╭──

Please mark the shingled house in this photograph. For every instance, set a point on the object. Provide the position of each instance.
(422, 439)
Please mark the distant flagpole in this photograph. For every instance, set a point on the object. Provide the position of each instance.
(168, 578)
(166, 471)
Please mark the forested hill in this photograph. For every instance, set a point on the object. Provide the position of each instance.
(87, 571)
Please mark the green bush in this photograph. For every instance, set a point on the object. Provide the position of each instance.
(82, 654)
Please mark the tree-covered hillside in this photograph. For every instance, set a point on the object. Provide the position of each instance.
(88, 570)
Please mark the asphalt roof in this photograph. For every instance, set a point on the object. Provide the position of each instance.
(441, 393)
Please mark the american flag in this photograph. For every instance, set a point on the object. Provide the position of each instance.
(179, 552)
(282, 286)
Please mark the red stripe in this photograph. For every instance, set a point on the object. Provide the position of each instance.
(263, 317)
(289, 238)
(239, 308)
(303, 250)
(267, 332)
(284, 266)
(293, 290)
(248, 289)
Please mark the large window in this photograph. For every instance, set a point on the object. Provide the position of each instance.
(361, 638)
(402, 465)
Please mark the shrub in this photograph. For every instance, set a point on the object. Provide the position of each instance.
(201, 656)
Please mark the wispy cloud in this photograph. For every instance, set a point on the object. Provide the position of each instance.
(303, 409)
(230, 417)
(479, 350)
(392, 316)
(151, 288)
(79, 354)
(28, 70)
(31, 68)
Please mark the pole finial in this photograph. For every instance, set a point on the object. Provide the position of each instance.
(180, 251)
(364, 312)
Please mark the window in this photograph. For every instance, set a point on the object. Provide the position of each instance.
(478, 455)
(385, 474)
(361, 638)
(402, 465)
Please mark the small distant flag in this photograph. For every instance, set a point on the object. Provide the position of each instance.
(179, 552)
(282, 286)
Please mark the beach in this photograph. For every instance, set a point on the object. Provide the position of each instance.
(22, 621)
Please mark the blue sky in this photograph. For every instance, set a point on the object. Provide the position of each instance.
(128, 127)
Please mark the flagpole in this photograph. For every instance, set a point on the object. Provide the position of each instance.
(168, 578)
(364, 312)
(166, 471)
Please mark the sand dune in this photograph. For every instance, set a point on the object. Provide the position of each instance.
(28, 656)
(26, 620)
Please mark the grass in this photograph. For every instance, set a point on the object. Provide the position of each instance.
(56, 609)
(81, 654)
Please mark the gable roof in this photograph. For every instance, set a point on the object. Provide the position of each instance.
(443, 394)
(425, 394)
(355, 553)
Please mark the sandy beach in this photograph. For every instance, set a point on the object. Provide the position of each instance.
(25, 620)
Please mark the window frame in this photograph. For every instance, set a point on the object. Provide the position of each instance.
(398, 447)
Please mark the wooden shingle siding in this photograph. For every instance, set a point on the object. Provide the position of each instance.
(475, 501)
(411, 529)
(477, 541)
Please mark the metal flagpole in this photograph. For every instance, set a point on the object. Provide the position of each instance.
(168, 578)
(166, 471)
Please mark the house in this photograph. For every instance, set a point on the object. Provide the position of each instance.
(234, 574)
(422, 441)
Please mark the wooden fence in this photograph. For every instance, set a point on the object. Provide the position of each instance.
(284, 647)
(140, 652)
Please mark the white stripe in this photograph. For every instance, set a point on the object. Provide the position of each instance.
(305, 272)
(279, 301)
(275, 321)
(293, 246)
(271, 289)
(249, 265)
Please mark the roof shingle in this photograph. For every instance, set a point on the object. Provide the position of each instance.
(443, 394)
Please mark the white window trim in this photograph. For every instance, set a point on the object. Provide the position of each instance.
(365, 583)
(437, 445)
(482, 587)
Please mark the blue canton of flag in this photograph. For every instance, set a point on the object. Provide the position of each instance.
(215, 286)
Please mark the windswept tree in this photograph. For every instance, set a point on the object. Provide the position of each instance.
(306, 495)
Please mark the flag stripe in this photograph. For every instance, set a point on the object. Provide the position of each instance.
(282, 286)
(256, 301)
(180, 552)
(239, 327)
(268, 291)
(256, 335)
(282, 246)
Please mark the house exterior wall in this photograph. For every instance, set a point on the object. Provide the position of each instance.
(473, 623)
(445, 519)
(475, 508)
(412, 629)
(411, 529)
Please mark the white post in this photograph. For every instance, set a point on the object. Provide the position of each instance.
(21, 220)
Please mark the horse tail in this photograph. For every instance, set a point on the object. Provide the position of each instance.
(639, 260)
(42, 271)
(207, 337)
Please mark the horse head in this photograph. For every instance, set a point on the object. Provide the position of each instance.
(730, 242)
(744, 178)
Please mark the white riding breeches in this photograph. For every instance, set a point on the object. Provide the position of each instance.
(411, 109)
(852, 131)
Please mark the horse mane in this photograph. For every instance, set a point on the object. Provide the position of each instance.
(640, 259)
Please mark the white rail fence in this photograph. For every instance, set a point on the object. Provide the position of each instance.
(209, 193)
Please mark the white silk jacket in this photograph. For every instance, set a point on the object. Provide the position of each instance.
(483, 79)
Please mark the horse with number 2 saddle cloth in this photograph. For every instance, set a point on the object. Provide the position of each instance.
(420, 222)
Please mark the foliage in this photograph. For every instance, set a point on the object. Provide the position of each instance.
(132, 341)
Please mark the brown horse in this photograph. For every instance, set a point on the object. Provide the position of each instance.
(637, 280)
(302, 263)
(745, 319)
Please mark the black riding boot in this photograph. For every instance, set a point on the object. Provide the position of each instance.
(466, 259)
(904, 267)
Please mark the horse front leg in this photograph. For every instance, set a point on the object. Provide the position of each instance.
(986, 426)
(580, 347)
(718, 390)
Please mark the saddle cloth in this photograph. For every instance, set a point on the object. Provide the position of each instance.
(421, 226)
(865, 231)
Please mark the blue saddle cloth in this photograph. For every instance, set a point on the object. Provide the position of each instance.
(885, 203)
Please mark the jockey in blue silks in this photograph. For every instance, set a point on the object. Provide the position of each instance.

╰──

INSTRUCTIONS TO FOLLOW: Retype exactly, please, each line from the line that contains "Please mark the horse head" through the last line of the entries above, with nothing added.

ANSWER TO THIS EXERCISE:
Please mark the horse head in this photograph. For every instance, set a point on the object. Provide the position of each instance.
(730, 242)
(744, 178)
Please mark the white riding breeches in this photograph. For every instance, set a point on the object. Provide the position of each instance.
(411, 109)
(852, 131)
Please mark the horse mane in this photograph. For every instance, set a point on the object. Provide the position of each instance.
(640, 259)
Please mark the white rail fence in this photograph. For every instance, set a point on the object. Provide the position of each instance.
(209, 193)
Please mark the white silk jacket in this photograph. For every instance, set a point on the object. Provide the position of each instance.
(483, 79)
Please mark the horse with number 2 saddle cloth in this photograph. For every instance, set a point on the object. Provide the position of each instance.
(420, 222)
Please mark the foliage in this photograph. For every instance, set a point on the object. Provide the position of each instance.
(132, 341)
Please mark the brown horse in this photograph. For every instance, set a point on the object. Provide the position of each instance.
(637, 280)
(302, 263)
(745, 319)
Please mark the black riding boot in this photograph. For every instance, set a point on the object. Provide the position of each instance.
(466, 259)
(904, 267)
Please mark the horse front leg in this photograph. For every instance, set a point on the object. Provide the position of each instance.
(986, 426)
(580, 347)
(718, 390)
Please mark the saddle cloth in this photograph. For every instance, set a point on the object. Provide the position of each instance.
(421, 226)
(865, 231)
Please mark the blue saddle cloth in this photograph. For every instance, set a point on the object. Provide the position of each instance.
(885, 203)
Please mark the jockey in blue silks in this photograph. For every instance, set a point on the object. Provide the position of each instance.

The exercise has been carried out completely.